0
923
Газета Антракт Интернет-версия

12.03.2004 00:00:00

Ни правый, ни левый

Тэги: петров, музыка, кино, карьера


петров, музыка, кино, карьера Наедине с музой.
Фото Фреда Гринберга (НГ-фото)

- Андрей Павлович, в жизни каждого человека бывают поворотные события, определяющие его жизнь на годы вперед. Вы не могли бы привести подобные примеры из вашей жизни.

– Мою жизнь во многом определил фильм «Большой вальс». Шел 1944 год, еще не кончилась война, я только что вернулся из эвакуации домой, в Ленинград, и после долгого перерыва попал в кинотеатр. Казалось бы, какое отношение к нашей тогдашней довольно-таки суровой реальности имела веселая Вена и ее певец и любимец Иоганн Штраус? Но фильм меня не просто потряс, это было нечто большее. Моя судьба была решена: если раньше я хотел стать писателем (и даже кое-что сочинял), то после «Большого вальса» сказал себе: во что бы то ни стало буду писать музыку┘

Вторым, как вы выразились, «поворотным событием» была премьера моего балета «Сотворение мира», состоявшаяся в 1971 году. Это стало моим первым международным успехом, такое не забывается. Правда, мне повезло – премьера совпала с кульминацией расцвета балета Кировского театра. В «Сотворении» принимали участие Барышников, Колпакова, Панов, Соловьев. Это были суперзвезды, когда они выезжали на гастроли за рубеж, это становилось сенсацией. Как это ни печально, больше до таких высот балет Кировского театра не поднимался.

– Выбранный вами сюжет весьма смел и с точки зрения тогдашней идеологии (Адам и Ева вместо рабочего и колхозницы!), и с точки зрения обращения к Библии. Заставить танцевать господа Бога, это по меньшей мере оригинально. Когда вы работали над этим балетом, вы были верующим человеком или атеистом?

– Когда я писал «Сотворение мира», то был абсолютным материалистом, хотя и я, и хореографы с огромным уважением относились к первоисточнику. Мы никоим образом не издевались над величайшей книгой человечества, а если и позволяли себе юмор, то старались, чтоб он был добрым.

Мы, кстати говоря, приглашали на спектакли священнослужителей. К моей огромной радости и облегчению, они сказали, что их в «Сотворении» ничего не покоробило. Позже, когда я писал «Мастера и Маргариту», у меня к высшим силам отношение изменилось. Нет, я не стал ортодоксальным верующим, не начал соблюдать посты и ходить в церковь, но теперь я не сомневаюсь в том, что мы в этом мире не одни и не все можно объяснить с позиций пресловутого материализма. Все намного сложнее.

– Тем не менее верующим вы себя не считаете?

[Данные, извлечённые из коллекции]
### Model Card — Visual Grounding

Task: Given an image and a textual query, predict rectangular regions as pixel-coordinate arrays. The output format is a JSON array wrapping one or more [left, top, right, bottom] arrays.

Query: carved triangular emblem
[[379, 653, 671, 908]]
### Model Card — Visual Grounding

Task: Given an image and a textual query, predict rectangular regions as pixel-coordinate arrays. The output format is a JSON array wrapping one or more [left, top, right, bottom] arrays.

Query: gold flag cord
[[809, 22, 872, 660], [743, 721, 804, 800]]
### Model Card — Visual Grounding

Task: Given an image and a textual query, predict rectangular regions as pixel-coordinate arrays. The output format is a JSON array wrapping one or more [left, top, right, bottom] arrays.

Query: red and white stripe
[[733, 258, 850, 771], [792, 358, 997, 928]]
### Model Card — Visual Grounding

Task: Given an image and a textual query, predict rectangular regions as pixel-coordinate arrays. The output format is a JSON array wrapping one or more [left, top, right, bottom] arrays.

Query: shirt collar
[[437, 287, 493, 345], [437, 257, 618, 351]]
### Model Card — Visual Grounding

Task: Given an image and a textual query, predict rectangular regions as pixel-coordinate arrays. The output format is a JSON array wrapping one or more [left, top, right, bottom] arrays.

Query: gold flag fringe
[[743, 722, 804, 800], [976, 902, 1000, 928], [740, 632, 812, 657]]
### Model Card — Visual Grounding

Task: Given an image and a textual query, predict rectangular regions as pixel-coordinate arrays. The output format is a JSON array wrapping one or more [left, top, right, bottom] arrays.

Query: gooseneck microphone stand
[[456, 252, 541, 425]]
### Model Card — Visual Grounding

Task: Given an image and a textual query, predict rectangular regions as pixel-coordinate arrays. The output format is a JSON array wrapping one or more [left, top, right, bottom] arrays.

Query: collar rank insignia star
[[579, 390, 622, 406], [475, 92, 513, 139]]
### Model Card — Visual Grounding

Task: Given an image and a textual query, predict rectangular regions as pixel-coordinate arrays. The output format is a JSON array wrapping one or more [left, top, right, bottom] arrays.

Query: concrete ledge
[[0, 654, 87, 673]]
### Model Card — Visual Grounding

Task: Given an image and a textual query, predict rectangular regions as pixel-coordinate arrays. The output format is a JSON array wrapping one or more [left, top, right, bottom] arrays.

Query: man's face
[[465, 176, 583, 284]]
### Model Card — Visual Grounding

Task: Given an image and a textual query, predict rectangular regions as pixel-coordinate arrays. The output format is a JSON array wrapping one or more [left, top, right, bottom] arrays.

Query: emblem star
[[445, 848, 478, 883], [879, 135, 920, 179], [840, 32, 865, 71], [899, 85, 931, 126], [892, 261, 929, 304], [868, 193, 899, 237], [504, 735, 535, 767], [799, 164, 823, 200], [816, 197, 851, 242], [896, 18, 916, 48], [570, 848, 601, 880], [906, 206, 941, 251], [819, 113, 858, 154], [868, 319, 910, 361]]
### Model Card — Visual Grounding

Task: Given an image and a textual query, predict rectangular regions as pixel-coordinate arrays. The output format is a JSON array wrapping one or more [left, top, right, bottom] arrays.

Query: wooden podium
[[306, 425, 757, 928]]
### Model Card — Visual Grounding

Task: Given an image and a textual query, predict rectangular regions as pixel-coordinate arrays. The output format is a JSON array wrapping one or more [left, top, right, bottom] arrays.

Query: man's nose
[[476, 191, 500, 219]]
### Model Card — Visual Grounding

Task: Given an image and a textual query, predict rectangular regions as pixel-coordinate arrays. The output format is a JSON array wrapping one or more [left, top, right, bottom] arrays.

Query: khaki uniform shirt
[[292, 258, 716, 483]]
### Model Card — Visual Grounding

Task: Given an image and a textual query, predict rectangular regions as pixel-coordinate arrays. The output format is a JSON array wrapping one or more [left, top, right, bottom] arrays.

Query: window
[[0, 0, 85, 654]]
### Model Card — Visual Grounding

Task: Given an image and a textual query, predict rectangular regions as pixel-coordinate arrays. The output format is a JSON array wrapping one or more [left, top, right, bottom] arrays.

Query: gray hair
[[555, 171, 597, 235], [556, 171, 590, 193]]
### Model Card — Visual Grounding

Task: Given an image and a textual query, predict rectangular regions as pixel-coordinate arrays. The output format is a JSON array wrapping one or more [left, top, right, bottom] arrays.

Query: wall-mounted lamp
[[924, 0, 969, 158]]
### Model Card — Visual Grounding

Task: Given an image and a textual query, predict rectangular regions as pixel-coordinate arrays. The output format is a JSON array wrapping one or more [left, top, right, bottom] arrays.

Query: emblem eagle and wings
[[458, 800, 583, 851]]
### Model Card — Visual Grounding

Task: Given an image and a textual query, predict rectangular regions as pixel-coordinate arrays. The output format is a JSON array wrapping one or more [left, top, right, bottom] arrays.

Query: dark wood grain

УСЛОВИЯ ЗАДАНИЯ:
• a. Ответьте по интервью на вопросы:
(i) Какой фильм, по словам Андрея Павловича, во многом определил его жизнь?
(ii) Кем он хотел стать до того, как посмотрел этот фильм?
(iii) В каком году состоялась премьера балета «Сотворение мира»?
• b. Воспроизведите фрагмент интервью полностью, начиная со слов «Ни правый, ни» и заканчивая словами «из вашей жизни.».
• c. Продолжите интервью с Андреем Павловичем с того места, на котором оно заканчивается.

ОЖИДАЕМЫЕ РЕЗУЛЬТАТЫ:
• a.
(i) «Большой вальс».
(ii) Писателем.
(iii) В 1971 году.

• b.
Ни правый, ни левый

Тэги: петров, музыка, кино, карьера


петров, музыка, кино, карьера Наедине с музой.
Фото Фреда Гринберга (НГ-фото)

- Андрей Павлович, в жизни каждого человека бывают поворотные события, определяющие его жизнь на годы вперед. Вы не могли бы привести подобные примеры из вашей жизни.

• c.
– Это слишком личное, поэтому об этом говорить трудно, да и не стоит. Я не воспринимаю ритуальную составляющую существующих религий, она мне кажется излишне театральной, претенциозной и при этом заштампованной, умаляющей сам смысл высшего начала и нашего существования. Это очень трудно объяснить словами, но я признаю божественное начало и не сомневаюсь, что мы, смертные, как-то с ним связаны.

– Музыканту легче, чем простому человеку. Если он не может «объяснить словами», он может объяснить своей музыкой.

– Да, я написал симфонию с хором «Время Христа», где есть части-сцены, посвященные въезду Христа в Иерусалим, суду Пилата, восхождению на Голгофу.

– А почему, на ваш взгляд, художников так манит образ дьявола? Вы ведь к нему тоже обращались.

– Если существует «плюс», существует и «минус», но мое внимание в большей степени все же направлено на положительное начало. А что касается искусства в целом, мне кажется, причину следует искать в некотором однообразии в воплощении, в приемах. Когда живописцы и музыканты обращались к образу Христа, им приходилось следовать известным канонам. «Иные силы» открывают куда больший простор для самой буйной фантазии, что, разумеется, является огромным соблазном для любого художника.

Зло, оно ведь не канонично, оно имеет столько невероятных проявлений! От «Вальпургиевой ночи» до «Демона». Но с тем, что эта тема более выгодная и более интересная, чем тема Добра, я не согласен.

– А как, по-вашему, булгаковский Воланд – это именно Зло или нечто более сложное?

– Я бы не стал однозначно определять Воланда как Зло, по крайней мере в его темном, примитивном понимании. Это, если можно так выразиться, дьявол ХХ века, вобравший в себя очень многие достижения человеческой мысли, взявший на вооружение ряд весьма привлекательных идей, в частности – идею справедливости. Странно, что вы спрашиваете об этом меня, ведь литературоведы написали множество работ, которые объяснят, правда ли Воланд – часть силы, которая вечно хочет Зла и вечно совершает благо.

– Литературоведы литературоведами, но у вас, раз вы обратились к теме Булгакова, должно быть свое мнение.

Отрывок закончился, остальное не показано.